■ **WHAT THE TASK ASKS**
Repeat word for word every line of the data below, from the first through the line containing "Where can you see the dark car?", and stop there.

■ **EXTRACTED ENTRIES**
· · · · · · ·
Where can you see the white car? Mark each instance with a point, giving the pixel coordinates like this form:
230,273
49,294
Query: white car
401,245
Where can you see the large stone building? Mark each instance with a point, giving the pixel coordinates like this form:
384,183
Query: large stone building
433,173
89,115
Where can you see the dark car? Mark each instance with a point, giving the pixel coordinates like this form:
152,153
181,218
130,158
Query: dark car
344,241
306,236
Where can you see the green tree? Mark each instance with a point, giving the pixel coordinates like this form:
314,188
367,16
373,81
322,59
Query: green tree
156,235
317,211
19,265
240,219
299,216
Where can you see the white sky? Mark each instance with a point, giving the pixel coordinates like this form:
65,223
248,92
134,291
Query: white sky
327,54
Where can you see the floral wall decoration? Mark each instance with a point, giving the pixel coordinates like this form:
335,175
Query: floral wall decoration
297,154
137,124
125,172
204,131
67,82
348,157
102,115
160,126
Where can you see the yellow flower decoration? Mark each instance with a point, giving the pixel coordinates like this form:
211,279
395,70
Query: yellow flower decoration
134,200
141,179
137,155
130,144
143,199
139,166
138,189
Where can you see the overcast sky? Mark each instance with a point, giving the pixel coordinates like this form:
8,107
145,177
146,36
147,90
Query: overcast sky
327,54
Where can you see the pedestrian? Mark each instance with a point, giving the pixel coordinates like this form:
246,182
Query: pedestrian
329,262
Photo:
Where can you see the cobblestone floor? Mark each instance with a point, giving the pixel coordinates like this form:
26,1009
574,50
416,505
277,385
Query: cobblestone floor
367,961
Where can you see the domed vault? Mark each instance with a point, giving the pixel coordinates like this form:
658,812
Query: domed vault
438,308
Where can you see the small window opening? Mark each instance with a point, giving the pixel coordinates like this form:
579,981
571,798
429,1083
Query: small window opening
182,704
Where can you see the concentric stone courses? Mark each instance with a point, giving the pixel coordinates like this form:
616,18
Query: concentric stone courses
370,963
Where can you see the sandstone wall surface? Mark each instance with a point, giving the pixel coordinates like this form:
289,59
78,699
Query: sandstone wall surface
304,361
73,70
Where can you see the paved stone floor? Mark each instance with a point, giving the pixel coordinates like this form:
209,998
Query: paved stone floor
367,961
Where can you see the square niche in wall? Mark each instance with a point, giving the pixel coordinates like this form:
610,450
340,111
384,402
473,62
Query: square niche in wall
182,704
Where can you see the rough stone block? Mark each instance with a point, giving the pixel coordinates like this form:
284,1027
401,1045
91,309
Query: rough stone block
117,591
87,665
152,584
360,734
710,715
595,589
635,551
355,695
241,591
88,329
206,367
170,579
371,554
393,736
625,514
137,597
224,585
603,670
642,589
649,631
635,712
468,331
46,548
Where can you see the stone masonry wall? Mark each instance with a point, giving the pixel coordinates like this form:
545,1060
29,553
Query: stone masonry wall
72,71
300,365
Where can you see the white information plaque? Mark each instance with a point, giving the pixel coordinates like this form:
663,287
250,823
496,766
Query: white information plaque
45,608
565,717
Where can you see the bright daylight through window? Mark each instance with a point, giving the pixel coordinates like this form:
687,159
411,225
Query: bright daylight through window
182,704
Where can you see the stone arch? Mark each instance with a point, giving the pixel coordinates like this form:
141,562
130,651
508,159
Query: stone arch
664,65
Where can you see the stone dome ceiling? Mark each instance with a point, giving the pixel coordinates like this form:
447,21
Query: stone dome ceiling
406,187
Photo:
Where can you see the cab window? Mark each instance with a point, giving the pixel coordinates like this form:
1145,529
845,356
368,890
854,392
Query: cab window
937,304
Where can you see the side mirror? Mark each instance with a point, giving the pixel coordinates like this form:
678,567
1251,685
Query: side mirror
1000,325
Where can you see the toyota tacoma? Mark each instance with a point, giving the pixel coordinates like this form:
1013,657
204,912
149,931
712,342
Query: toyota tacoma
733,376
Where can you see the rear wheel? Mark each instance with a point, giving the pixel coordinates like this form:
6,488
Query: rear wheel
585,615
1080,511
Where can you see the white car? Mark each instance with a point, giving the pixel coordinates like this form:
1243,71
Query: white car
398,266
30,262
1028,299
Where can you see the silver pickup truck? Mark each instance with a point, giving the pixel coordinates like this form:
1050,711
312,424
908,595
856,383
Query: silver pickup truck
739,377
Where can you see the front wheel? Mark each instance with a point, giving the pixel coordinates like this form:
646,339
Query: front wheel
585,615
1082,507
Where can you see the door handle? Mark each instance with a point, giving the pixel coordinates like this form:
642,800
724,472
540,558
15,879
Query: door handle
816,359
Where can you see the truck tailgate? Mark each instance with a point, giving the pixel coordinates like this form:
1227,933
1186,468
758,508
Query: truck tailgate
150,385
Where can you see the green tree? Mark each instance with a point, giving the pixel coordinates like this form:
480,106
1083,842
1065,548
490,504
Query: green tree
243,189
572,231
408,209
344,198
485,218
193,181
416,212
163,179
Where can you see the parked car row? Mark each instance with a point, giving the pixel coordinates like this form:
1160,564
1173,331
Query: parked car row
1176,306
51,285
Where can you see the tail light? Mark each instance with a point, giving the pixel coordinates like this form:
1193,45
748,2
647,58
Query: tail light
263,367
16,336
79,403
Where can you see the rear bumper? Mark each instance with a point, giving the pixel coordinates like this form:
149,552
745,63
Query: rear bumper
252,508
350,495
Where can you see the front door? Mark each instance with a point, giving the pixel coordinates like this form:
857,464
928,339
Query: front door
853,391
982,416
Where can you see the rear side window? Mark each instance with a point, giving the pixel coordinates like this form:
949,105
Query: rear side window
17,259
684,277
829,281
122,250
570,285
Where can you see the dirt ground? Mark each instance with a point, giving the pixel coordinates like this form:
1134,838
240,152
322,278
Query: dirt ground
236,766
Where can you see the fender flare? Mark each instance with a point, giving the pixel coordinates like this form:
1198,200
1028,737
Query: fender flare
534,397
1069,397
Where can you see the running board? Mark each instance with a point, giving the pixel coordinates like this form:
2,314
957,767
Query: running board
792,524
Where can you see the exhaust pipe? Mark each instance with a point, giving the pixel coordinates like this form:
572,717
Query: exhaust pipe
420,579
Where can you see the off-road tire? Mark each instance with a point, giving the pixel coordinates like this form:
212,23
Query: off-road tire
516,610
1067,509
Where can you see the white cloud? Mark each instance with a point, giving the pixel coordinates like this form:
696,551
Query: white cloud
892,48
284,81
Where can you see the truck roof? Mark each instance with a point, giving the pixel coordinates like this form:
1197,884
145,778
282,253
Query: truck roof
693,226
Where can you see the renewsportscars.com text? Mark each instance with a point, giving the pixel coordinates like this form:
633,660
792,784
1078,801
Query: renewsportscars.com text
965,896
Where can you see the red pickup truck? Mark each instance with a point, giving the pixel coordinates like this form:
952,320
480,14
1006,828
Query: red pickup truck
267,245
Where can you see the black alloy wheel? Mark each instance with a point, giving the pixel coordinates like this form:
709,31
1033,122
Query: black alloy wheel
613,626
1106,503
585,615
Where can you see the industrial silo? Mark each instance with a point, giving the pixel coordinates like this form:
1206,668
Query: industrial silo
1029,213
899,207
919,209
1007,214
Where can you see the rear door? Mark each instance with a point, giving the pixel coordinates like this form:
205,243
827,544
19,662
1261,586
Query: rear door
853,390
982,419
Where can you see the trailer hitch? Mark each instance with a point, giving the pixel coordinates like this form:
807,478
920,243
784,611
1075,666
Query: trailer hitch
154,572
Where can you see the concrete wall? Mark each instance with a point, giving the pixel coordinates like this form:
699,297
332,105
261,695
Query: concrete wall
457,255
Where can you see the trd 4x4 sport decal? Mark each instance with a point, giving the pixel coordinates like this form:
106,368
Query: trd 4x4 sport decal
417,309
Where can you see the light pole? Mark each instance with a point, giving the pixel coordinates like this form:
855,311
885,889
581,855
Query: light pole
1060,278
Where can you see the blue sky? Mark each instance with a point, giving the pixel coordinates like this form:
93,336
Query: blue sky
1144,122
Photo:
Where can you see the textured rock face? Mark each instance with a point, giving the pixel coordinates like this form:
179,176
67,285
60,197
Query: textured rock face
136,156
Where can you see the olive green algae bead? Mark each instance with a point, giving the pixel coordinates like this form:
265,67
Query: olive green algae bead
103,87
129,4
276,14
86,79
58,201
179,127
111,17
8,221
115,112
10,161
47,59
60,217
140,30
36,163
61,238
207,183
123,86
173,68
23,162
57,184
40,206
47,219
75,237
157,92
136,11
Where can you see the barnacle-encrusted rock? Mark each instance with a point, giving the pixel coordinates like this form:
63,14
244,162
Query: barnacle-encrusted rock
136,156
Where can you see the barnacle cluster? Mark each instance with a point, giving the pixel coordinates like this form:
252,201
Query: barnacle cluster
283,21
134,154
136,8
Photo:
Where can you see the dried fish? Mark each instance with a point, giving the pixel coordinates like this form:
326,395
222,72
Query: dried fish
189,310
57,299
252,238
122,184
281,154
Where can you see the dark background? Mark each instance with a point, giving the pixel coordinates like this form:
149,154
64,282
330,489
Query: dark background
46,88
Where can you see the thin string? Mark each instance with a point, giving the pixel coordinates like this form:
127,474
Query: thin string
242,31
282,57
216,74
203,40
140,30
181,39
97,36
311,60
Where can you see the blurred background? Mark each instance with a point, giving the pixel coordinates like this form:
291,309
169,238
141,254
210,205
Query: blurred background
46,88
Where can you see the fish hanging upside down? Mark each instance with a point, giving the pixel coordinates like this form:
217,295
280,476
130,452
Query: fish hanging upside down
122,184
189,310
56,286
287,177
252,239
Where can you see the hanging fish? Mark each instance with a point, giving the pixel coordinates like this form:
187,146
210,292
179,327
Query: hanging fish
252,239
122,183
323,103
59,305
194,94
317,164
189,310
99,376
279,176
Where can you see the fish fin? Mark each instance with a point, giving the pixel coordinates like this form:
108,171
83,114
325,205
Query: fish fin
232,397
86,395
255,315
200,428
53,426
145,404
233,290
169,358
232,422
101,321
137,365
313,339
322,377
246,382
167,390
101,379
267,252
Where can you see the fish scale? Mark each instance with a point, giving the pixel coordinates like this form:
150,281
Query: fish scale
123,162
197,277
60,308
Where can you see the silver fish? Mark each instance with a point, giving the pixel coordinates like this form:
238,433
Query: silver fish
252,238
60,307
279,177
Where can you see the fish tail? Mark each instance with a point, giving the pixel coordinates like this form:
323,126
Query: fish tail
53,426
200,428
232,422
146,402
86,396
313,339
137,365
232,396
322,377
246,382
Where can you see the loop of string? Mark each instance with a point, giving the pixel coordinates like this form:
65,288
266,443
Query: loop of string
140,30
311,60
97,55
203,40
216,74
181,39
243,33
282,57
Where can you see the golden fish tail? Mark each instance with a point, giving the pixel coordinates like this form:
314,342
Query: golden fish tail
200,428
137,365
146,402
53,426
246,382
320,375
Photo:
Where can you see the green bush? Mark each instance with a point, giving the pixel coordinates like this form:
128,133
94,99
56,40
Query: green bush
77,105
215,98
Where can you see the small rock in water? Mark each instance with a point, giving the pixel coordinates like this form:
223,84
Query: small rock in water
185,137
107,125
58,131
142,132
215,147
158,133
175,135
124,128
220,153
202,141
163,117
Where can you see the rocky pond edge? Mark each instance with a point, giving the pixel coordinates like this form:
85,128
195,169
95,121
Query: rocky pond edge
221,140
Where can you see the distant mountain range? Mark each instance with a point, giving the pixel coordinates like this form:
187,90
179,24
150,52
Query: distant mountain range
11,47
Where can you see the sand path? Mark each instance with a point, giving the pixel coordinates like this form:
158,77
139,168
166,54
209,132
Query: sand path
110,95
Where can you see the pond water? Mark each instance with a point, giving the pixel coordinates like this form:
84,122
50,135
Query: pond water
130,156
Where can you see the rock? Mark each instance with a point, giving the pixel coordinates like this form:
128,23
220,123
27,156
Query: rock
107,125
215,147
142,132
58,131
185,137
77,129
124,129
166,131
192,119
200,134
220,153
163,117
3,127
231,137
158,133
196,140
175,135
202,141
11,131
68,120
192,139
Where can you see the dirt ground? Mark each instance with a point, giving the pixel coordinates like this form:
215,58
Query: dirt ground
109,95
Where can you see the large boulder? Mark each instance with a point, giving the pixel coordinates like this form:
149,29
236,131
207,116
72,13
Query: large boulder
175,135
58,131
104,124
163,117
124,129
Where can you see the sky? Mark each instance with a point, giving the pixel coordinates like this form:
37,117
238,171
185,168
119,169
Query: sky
· · · · · · ·
■ **ANSWER SPACE**
Where can you see the white car? Mark each instance with a point, giving the pixel coordinates like this form:
230,273
49,294
Query: white car
401,245
Where can you see the large stone building? Mark each instance with a point, giving the pixel coordinates like this form:
384,183
Query: large stone building
433,173
89,115
Where can you see the dark car? Mark each instance with a point, giving the pixel coordinates like this form:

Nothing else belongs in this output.